Adding support to detect nop,nop5 instructions combo for usdt probe
by checking on probe's following nop5 instruction.
When the nop,nop5 combo is detected together with uprobe syscall,
we can place the probe on top of nop5 and get it optimized.
Signed-off-by: Jiri Olsa <jolsa@kernel.org>
---
tools/lib/bpf/usdt.c | 47 ++++++++++++++++++++++++++++++++++++++++----
1 file changed, 43 insertions(+), 4 deletions(-)
diff --git a/tools/lib/bpf/usdt.c b/tools/lib/bpf/usdt.c
index d1524f6f54ae..c81e0a58caf5 100644
--- a/tools/lib/bpf/usdt.c
+++ b/tools/lib/bpf/usdt.c
@@ -262,6 +262,7 @@ struct usdt_manager {
bool has_bpf_cookie;
bool has_sema_refcnt;
bool has_uprobe_multi;
+ bool has_uprobe_syscall;
};
struct usdt_manager *usdt_manager_new(struct bpf_object *obj)
@@ -301,6 +302,13 @@ struct usdt_manager *usdt_manager_new(struct bpf_object *obj)
* usdt probes.
*/
man->has_uprobe_multi = kernel_supports(obj, FEAT_UPROBE_MULTI_LINK);
+
+ /*
+ * Detect kernel support for uprobe() syscall, it's presence means we can
+ * take advantage of faster nop5 uprobe handling.
+ * Added in: 56101b69c919 ("uprobes/x86: Add uprobe syscall to speed up uprobe")

Stored data
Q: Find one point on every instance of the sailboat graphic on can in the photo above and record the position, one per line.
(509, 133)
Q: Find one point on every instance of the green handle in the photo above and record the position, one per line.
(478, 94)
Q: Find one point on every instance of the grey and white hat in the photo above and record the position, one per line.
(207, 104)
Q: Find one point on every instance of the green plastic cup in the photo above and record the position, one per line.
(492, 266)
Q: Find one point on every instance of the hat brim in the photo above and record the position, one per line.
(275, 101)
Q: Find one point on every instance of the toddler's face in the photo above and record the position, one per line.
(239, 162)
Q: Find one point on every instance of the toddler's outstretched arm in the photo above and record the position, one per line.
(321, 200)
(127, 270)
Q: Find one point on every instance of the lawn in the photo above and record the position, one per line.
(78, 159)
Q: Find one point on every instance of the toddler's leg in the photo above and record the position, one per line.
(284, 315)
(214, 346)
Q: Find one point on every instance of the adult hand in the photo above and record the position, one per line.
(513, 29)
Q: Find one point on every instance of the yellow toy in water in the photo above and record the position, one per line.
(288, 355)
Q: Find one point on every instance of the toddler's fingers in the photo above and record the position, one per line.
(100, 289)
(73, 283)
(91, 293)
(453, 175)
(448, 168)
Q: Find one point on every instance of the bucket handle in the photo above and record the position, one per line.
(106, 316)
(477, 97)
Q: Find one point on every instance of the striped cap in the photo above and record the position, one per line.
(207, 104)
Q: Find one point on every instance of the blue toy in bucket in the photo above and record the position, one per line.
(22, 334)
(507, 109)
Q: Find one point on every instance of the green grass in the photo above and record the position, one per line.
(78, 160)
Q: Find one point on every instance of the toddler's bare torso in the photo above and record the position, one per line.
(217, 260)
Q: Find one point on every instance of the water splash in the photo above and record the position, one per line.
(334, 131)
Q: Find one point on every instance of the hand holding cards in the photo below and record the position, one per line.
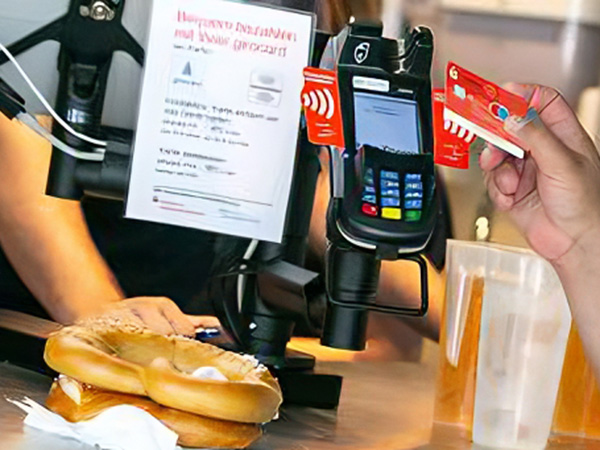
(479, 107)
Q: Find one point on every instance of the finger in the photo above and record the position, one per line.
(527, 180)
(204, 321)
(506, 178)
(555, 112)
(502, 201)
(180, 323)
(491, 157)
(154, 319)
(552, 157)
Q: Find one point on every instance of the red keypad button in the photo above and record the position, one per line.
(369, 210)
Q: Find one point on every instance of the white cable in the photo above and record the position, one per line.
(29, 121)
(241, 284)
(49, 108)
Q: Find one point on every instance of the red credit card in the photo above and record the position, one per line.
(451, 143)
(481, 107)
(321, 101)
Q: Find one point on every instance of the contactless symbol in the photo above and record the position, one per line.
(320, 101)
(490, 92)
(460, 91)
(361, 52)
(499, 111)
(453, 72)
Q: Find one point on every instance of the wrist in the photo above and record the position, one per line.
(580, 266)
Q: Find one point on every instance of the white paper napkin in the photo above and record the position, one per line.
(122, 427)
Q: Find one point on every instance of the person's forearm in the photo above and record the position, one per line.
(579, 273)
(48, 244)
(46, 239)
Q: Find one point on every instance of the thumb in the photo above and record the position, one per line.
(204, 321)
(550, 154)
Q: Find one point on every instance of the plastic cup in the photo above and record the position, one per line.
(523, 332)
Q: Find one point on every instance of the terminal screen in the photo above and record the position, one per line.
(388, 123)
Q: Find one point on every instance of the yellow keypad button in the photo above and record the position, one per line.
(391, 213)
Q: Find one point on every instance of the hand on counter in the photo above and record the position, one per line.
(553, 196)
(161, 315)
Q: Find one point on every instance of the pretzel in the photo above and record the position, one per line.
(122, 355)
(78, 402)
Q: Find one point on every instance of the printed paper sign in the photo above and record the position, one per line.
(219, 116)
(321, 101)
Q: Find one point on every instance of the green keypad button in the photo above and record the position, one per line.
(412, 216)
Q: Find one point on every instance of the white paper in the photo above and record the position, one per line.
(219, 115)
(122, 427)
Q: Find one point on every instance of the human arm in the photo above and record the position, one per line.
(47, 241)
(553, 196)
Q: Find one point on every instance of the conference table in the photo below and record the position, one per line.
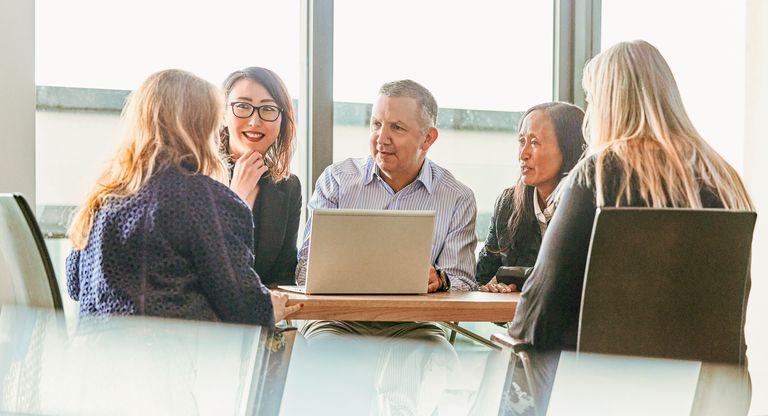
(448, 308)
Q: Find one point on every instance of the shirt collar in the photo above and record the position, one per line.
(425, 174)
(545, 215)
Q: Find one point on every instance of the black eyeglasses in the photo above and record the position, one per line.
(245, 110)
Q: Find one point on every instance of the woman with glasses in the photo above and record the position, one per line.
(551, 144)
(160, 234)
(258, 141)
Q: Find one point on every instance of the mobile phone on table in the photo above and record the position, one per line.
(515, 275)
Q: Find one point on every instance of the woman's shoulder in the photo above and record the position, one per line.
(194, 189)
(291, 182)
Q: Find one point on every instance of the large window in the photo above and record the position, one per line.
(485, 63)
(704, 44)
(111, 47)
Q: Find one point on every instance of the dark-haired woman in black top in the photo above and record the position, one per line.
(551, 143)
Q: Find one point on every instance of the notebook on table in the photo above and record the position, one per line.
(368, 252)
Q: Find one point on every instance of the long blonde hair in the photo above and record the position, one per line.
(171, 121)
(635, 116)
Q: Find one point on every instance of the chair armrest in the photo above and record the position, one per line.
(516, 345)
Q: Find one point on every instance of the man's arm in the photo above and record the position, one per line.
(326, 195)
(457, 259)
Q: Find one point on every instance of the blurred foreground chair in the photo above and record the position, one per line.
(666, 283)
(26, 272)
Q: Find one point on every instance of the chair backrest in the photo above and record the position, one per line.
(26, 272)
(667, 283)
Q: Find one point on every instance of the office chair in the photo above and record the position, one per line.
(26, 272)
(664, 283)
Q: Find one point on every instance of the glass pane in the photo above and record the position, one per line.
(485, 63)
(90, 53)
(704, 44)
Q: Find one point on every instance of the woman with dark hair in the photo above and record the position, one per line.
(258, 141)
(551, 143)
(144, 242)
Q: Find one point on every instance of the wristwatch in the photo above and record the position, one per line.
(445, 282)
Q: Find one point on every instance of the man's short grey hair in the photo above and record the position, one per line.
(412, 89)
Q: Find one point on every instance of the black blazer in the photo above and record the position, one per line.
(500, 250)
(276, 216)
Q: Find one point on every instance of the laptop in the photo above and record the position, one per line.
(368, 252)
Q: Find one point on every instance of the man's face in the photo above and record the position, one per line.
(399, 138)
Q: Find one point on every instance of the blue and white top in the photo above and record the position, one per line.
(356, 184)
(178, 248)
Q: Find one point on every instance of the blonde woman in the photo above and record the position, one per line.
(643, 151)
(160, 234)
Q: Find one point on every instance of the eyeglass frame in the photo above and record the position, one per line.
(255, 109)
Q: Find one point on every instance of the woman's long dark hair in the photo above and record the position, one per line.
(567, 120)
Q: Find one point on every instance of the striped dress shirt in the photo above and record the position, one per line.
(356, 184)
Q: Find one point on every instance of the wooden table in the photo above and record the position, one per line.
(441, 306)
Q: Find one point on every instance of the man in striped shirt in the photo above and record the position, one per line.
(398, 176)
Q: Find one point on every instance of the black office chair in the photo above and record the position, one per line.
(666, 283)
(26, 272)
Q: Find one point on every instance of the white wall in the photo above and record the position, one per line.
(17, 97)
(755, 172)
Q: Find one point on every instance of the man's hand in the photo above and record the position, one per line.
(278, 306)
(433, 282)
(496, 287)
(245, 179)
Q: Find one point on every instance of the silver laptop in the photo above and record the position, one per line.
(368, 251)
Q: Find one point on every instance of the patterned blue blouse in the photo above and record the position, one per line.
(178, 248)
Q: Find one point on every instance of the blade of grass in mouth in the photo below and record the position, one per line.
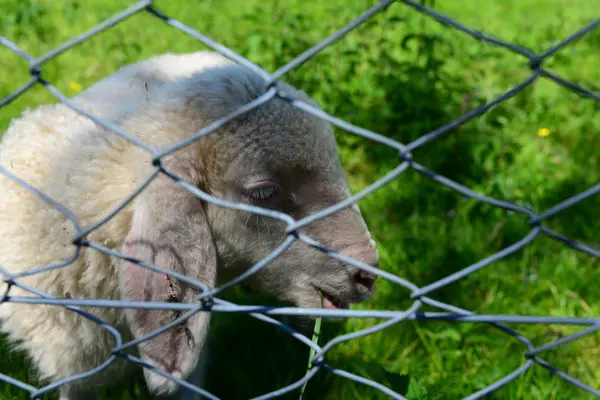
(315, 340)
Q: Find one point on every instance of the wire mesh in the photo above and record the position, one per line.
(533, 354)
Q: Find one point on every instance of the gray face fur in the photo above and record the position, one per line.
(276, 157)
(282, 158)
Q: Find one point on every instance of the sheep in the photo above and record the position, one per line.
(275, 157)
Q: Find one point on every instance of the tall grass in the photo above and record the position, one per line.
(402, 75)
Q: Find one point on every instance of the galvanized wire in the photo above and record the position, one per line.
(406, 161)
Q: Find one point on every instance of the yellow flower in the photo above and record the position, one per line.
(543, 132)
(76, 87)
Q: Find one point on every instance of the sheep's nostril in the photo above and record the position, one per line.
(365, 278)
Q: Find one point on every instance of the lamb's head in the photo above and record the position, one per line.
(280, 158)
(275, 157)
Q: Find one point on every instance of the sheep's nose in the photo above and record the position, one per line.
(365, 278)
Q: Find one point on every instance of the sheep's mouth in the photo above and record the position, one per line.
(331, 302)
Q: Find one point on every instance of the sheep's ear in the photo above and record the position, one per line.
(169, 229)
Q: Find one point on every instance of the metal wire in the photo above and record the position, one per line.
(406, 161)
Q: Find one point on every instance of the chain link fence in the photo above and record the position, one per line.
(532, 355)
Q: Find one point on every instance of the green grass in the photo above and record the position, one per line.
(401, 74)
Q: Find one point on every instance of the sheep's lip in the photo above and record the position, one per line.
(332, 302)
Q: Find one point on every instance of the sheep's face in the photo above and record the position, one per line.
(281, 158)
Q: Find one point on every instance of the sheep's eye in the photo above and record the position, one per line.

---

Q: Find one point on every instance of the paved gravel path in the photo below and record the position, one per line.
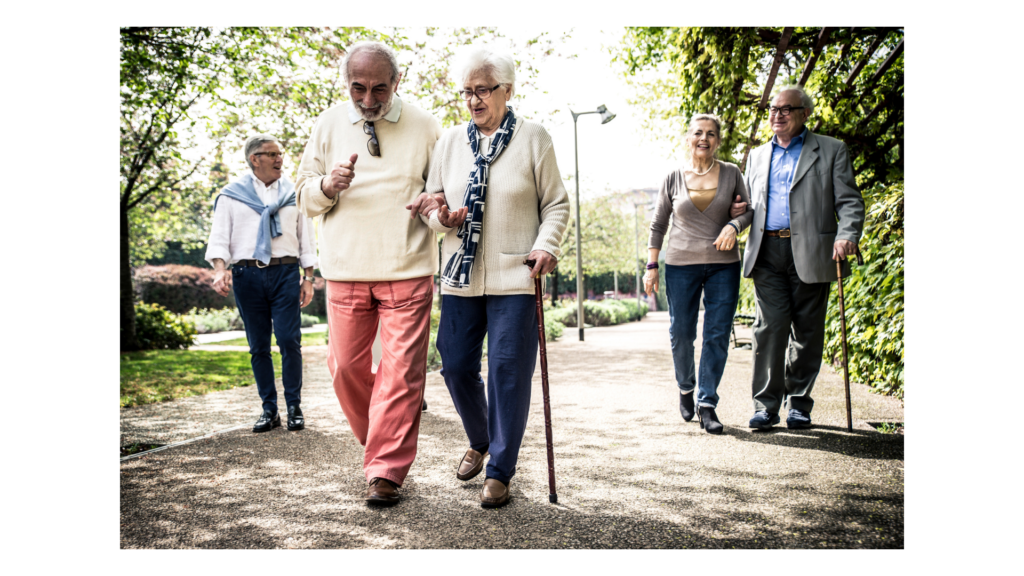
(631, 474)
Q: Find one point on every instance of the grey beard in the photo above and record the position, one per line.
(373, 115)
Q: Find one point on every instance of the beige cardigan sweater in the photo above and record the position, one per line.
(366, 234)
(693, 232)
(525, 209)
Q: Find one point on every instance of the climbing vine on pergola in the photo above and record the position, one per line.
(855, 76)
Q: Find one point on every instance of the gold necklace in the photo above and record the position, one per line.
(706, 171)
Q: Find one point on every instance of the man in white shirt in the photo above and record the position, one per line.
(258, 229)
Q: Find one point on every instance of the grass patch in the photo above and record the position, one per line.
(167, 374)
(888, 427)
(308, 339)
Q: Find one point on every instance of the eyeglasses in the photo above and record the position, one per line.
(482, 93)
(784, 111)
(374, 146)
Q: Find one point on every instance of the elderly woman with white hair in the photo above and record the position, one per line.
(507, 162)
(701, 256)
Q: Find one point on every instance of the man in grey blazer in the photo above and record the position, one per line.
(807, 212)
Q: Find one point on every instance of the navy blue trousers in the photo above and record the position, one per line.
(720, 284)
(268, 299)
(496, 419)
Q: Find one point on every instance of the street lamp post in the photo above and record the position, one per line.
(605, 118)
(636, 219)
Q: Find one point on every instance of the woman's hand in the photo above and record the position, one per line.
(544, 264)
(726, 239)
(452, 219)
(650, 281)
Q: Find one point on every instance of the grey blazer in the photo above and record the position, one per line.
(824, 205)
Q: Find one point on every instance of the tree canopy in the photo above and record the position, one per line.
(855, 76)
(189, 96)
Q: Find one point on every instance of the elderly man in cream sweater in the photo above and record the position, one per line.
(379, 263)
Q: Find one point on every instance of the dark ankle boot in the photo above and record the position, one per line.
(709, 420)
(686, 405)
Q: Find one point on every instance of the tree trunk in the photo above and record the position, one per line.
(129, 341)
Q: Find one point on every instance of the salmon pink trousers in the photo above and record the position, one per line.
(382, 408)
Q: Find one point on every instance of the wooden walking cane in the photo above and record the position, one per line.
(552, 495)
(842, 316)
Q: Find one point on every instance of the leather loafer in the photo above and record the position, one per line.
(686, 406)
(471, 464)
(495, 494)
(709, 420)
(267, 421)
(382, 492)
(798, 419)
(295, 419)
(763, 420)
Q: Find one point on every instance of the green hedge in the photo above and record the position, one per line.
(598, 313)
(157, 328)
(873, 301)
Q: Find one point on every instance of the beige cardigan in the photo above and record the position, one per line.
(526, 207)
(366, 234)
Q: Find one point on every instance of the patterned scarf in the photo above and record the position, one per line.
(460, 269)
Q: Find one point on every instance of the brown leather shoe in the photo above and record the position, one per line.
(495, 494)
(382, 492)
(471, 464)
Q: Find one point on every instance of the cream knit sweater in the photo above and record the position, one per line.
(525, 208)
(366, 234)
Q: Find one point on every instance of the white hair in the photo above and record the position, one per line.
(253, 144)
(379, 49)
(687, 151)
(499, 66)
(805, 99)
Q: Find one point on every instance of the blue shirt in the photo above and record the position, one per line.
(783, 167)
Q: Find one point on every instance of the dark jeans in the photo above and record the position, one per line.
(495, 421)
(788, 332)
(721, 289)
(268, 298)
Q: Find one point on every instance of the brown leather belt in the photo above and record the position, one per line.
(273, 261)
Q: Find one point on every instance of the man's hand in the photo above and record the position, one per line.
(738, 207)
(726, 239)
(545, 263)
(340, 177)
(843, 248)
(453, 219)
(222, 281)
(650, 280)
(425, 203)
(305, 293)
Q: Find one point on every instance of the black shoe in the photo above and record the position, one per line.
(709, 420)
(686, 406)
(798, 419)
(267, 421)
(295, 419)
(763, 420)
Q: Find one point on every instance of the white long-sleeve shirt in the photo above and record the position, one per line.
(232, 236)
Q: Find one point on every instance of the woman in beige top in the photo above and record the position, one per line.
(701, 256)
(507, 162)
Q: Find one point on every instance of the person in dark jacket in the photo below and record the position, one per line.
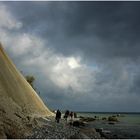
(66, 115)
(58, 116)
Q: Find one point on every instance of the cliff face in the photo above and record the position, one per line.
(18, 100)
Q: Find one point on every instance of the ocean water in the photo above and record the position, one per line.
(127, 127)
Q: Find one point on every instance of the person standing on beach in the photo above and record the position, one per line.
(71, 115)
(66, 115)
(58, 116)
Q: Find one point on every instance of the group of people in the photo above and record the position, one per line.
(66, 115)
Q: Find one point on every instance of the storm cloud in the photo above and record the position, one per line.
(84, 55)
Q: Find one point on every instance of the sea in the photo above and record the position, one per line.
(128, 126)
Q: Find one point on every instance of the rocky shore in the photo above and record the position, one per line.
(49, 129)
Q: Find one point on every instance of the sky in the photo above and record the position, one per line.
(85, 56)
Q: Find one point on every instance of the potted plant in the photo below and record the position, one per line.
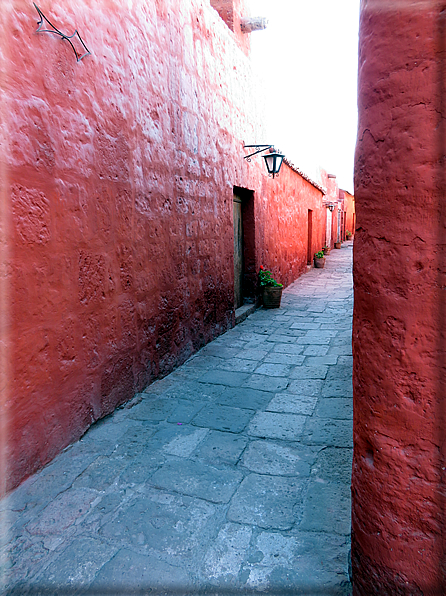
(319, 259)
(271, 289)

...

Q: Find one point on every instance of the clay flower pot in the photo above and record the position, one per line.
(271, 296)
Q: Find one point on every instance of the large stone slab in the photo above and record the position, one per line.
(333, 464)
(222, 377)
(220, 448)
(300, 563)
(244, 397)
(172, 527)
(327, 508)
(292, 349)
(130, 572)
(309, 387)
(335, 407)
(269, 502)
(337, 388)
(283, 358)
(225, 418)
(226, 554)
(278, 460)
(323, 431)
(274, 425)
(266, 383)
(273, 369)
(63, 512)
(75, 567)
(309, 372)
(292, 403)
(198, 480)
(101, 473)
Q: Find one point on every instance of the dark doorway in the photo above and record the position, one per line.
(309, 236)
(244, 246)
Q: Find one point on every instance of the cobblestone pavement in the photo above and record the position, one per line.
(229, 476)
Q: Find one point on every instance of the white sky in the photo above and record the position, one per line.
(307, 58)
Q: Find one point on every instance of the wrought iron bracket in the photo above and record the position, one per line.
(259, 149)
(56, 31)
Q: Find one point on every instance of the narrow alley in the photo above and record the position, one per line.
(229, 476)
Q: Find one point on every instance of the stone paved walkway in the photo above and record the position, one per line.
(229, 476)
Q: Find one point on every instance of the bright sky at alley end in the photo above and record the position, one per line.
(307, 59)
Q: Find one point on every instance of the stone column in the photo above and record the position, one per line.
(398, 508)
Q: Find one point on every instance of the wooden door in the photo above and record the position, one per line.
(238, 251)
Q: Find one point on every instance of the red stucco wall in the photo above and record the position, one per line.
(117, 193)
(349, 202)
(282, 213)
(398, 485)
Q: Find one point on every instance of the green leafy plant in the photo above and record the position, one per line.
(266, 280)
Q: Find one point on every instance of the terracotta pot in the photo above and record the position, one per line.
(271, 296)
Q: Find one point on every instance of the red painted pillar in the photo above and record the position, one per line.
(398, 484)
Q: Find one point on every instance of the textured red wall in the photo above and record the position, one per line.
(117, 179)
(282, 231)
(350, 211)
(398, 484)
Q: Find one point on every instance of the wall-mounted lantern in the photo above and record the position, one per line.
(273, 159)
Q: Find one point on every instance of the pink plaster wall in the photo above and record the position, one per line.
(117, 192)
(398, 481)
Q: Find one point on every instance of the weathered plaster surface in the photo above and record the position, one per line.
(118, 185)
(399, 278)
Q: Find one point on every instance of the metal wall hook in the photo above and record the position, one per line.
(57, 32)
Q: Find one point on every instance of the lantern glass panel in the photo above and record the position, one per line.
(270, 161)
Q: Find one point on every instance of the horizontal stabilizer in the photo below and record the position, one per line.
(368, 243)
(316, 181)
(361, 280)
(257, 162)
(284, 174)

Exercise:
From the usdt patch above, write out word for word the passage that begins at the words "Adding support to" and ends after "get it optimized.".

Response to this exercise:
Adding support to detect nop,nop5 instructions combo for usdt probe
by checking on probe's following nop5 instruction.
When the nop,nop5 combo is detected together with uprobe syscall,
we can place the probe on top of nop5 and get it optimized.